Top of Dataset content
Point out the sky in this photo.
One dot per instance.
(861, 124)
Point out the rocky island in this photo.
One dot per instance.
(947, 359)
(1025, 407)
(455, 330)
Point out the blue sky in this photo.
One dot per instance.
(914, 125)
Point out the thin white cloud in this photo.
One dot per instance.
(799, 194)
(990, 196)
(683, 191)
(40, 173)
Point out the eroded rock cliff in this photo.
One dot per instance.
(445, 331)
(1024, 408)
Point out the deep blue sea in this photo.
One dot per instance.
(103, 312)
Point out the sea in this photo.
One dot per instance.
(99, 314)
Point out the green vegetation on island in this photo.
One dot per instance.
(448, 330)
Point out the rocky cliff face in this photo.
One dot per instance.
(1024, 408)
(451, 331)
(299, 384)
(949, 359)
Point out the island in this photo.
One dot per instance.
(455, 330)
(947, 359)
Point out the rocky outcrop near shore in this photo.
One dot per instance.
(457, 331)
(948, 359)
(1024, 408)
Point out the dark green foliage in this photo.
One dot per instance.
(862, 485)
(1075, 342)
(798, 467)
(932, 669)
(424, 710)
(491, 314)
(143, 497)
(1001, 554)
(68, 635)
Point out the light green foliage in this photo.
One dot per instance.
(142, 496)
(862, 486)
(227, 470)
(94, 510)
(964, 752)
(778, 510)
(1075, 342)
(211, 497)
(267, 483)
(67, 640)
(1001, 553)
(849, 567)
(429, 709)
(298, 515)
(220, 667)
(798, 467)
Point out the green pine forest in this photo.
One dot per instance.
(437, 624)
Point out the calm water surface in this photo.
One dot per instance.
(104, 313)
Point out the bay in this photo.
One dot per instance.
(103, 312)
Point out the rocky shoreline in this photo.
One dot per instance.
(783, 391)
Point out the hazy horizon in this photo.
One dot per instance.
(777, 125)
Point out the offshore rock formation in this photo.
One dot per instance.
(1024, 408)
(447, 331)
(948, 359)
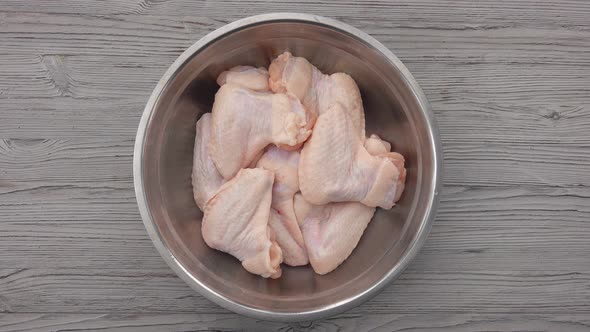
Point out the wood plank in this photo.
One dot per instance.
(503, 245)
(342, 323)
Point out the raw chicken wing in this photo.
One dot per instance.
(375, 145)
(244, 122)
(336, 167)
(236, 222)
(332, 231)
(283, 220)
(205, 177)
(245, 76)
(317, 92)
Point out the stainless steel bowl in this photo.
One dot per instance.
(396, 109)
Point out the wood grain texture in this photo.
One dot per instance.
(509, 83)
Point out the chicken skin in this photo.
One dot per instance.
(244, 122)
(336, 167)
(236, 220)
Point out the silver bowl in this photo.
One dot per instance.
(396, 109)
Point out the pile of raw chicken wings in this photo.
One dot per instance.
(283, 170)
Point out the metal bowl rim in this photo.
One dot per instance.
(332, 308)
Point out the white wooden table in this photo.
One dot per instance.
(509, 83)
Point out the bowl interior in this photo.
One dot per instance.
(392, 112)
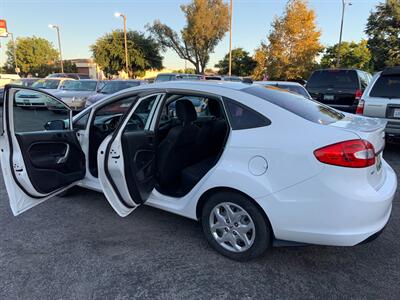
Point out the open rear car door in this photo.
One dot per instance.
(40, 154)
(126, 159)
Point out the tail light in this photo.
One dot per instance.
(360, 107)
(351, 154)
(358, 94)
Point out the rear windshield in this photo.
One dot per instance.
(308, 109)
(386, 87)
(294, 88)
(333, 78)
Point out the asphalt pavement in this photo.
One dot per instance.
(78, 248)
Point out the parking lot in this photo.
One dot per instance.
(78, 247)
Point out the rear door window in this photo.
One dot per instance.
(386, 87)
(333, 78)
(308, 109)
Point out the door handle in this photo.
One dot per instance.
(64, 158)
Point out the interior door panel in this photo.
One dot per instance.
(53, 159)
(139, 158)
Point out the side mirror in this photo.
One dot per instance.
(55, 125)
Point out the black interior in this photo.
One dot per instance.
(191, 147)
(173, 158)
(43, 154)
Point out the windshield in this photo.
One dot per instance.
(333, 79)
(46, 84)
(77, 85)
(308, 109)
(116, 86)
(386, 87)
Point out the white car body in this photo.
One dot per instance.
(304, 200)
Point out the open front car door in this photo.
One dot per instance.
(40, 153)
(126, 159)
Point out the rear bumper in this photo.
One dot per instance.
(314, 212)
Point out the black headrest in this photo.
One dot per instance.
(214, 108)
(185, 111)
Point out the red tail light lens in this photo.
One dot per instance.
(358, 94)
(360, 107)
(351, 154)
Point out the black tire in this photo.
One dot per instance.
(263, 232)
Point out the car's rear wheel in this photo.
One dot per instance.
(235, 226)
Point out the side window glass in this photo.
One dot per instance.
(141, 117)
(242, 117)
(35, 111)
(81, 123)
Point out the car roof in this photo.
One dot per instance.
(278, 83)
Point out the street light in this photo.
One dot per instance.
(14, 53)
(117, 15)
(59, 44)
(344, 3)
(230, 38)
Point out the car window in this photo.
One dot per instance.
(294, 88)
(199, 103)
(116, 86)
(81, 122)
(163, 77)
(37, 116)
(243, 117)
(387, 86)
(140, 118)
(333, 78)
(306, 108)
(46, 84)
(79, 85)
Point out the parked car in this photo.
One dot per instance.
(76, 76)
(338, 88)
(293, 87)
(177, 76)
(246, 169)
(50, 85)
(74, 93)
(111, 87)
(381, 99)
(22, 81)
(224, 78)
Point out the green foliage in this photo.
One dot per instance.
(34, 56)
(352, 55)
(383, 30)
(242, 63)
(293, 44)
(143, 53)
(207, 21)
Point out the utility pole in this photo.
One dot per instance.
(14, 53)
(230, 38)
(59, 45)
(341, 32)
(117, 14)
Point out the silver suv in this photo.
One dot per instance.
(381, 99)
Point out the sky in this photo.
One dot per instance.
(83, 21)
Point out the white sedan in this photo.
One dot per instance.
(256, 166)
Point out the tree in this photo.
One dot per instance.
(242, 63)
(293, 44)
(383, 30)
(207, 21)
(353, 55)
(34, 56)
(143, 53)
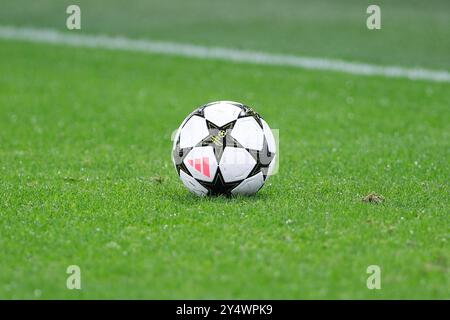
Bottom of Dataset content
* Prompt
Which lines of the data include the word "window"? Copy each one.

* Answer to this problem
Point out the rear door window in this photo.
Point out the side window glass in this photo.
Point out the car window in this photo.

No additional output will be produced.